Being ill is a very easy way to find out who your friends are. Having your elbow operated on means blogging about it isn’t really possible, so I asked Aisha from Expatlogue to write about it for me. Thank you sweetheart x
As I’m here doing a favour for a friend, it seemed like a no-brainer to muse on the nature of friendship – in particular, how it’s affected by distance. There’s nothing like moving to another continent to help you discover who your friends are. I know it seems a little drastic, but I promise you the results will amaze. For starters, it reignites old flames. I’m not talking about ex-boyfriends, I mean those links with the past that have gathered dust and lain forgotten – put off until a more convenient time that never came.
Before you leave, you spend your final weeks crossing miles to gasp “Hello”, and then shortly later, “Goodbye”, shamed into shouldering responsibility for the preceding neglect as penance for your heartless decision to put even MORE distance between you. For some friendships, that will be the final curtain, let off the hook by the impossibility of distance. For others it will be the start of a renaissance, the small sign that was needed to remind hearts that they were indeed held dear, if a little overlooked.
Then there are the passive/aggressive friends who become distant before you even make the ascent to 30, 000ft – some because they resent the pain of a split and can’t help but be mad at you for it, and others because they’re jealous you’re doing something they feel they couldn’t accomplish. If I had a pound for every time I’ve heard, “Wow, I could never do that…” when really, the simple fact that I’m managing it should be proof enough that a good portion of the human race has what it takes, I’d have made it to the Maldives by now.
Some people don’t go in for all that passive/aggressive mind-game stuff, preferring instead to take the opportunity to tell you to your face, in no uncertain terms, how they never really liked you anyway; that was the method favored by my in-laws at any rate.

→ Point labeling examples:
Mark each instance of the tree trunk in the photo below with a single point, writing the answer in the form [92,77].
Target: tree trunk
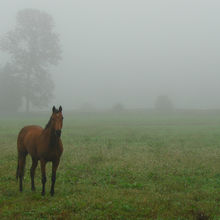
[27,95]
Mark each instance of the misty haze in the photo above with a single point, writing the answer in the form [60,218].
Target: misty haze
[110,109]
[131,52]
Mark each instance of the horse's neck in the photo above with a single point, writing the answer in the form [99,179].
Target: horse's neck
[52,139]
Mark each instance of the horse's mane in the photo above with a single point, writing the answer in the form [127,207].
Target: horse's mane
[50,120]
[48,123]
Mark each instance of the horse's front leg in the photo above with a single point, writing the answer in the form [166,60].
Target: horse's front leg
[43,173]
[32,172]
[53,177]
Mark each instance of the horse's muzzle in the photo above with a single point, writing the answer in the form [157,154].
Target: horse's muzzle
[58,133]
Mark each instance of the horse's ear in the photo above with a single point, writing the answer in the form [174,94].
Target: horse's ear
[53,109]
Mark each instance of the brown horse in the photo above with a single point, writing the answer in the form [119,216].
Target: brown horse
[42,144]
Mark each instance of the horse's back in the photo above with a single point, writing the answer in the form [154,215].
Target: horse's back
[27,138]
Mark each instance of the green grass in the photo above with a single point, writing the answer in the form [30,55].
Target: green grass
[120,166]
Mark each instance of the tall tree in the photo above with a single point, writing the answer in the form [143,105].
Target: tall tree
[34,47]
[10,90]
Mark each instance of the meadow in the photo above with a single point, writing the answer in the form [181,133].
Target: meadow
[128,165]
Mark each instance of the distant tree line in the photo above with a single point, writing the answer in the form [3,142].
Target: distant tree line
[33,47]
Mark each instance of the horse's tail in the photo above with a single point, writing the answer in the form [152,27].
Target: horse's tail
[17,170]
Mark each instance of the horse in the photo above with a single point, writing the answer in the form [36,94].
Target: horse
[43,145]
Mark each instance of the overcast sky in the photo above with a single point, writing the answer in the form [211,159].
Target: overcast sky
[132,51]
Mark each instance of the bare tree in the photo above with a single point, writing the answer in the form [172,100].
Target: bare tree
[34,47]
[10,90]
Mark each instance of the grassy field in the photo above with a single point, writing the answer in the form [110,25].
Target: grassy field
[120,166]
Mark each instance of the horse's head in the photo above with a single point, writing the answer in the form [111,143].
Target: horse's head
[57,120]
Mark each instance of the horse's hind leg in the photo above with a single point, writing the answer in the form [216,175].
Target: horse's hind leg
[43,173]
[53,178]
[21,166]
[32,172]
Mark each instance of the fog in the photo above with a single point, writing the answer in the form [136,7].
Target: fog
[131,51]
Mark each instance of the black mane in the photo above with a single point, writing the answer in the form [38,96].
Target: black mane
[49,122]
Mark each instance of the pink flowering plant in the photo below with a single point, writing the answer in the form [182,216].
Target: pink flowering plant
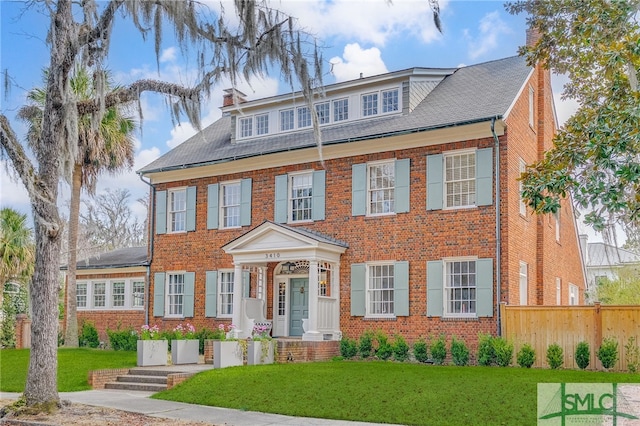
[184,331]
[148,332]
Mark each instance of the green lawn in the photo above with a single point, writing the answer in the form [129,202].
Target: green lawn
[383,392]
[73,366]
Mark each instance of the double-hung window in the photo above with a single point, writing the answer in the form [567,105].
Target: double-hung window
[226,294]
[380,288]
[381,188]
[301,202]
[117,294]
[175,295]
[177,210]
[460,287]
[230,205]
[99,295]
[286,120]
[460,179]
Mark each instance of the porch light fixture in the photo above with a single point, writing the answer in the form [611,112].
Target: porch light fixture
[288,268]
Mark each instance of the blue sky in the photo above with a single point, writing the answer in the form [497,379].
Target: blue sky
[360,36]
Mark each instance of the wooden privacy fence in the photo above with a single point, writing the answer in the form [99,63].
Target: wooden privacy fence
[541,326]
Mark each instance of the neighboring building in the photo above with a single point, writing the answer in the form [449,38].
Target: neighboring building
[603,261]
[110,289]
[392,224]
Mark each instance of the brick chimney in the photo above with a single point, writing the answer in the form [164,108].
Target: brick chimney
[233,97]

→ PROMPT 1: Summarize the post on friendship and distance in two sentences.
→ PROMPT 2: Return the lines of the entries starting with the line that contains "Mark each instance of the porch" and going on through the end of the entries.

→ EXERCISE OUTPUT 1: Written as a favor for a friend recovering from elbow surgery, the post argues that moving to another continent reveals who one's friends are: the farewell visits before leaving end some neglected friendships and revive others. Some friends turn passive-aggressive before the departure out of resentment or jealousy, while others, like the writer's in-laws, say outright that they never really liked the person leaving.

→ EXERCISE OUTPUT 2:
Mark each instance of the porch light fixture in the photo above with a single point, writing the answer in the form [611,112].
Target: porch light fixture
[288,268]
Mark each instance of the blue sky in the photo above with a single point, writing the answer in the form [497,379].
Target: blue sky
[360,36]
Mark each instance of the wooden privacy fence in the photo above with a single point, writing the answer in the form [99,63].
Target: wooden privacy fence
[541,326]
Mark each instance of the neighboring building in the photo above with a single point, writing the answer in the form [449,38].
Target: neighboring building
[603,261]
[110,289]
[392,224]
Mark each instance of the brick chimney in the photo above with a single point, writing the answer in the form [164,108].
Target: brick chimney
[233,97]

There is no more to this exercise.